SOURCE DOCUMENT =
━━━━━━━━

Interestingly, I building this sample natively on the jetson nx installed with jetpack:

~$ make
>>> GCC Version is greater or equal to 5.1.0 <<<
/usr/local/cuda/bin/nvcc -ccbin g++ -I../../Common  -m64   -Xcompiler -I. -dc --std=c++14 -gencode arch=compute_50,code=sm_50 -gencode arch=compute_52,code=sm_52 -gencode arch=compute_60,code=sm_60 -gencode arch=compute_61,code=sm_61 -gencode arch=compute_70,code=sm_70 -gencode arch=compute_72,code=sm_72 -gencode arch=compute_75,code=sm_75 -gencode arch=compute_75,code=compute_75 -o cdpQuadtree.o -c cdpQuadtree.cu
/usr/local/cuda/bin/nvcc -ccbin g++   -m64   -Xcompiler -I.   -gencode arch=compute_50,code=sm_50 -gencode arch=compute_52,code=sm_52 -gencode arch=compute_60,code=sm_60 -gencode arch=compute_61,code=sm_61 -gencode arch=compute_70,code=sm_70 -gencode arch=compute_72,code=sm_72 -gencode arch=compute_75,code=sm_75 -gencode arch=compute_75,code=compute_75 -o cdpQuadtree cdpQuadtree.o  -lcudadevrt
nvlink error   : Undefined reference to 'cudaGetParameterBufferV2' in 'cdpQuadtree.o' (target: sm_50)

━━━━━━━━

DATA LINES =
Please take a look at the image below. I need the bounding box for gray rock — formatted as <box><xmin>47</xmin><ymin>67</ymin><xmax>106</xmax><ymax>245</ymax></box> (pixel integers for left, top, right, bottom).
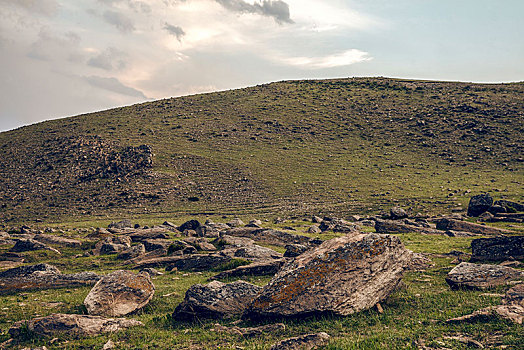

━━━━━━━━

EXERCISE PROMPT =
Carry on the forum post about building the cdpQuadtree CUDA sample on a Jetson NX, starting right after its last line.

RESULT FOR THIS EXERCISE =
nvlink error   : Undefined reference to 'cudaLaunchDeviceV2' in 'cdpQuadtree.o' (target: sm_50)
Makefile:359: recipe for target 'cdpQuadtree' failed
make: *** [cdpQuadtree] Error 255

And I am getting the same linking issue.

However, when I update the SMS version to 70 to match the “Volta” jetson NX architecture, the nvlink error disappears.

In my docker I tried that as well but no luck.

It seems the error is caused by the SMS architecture not finding the right library.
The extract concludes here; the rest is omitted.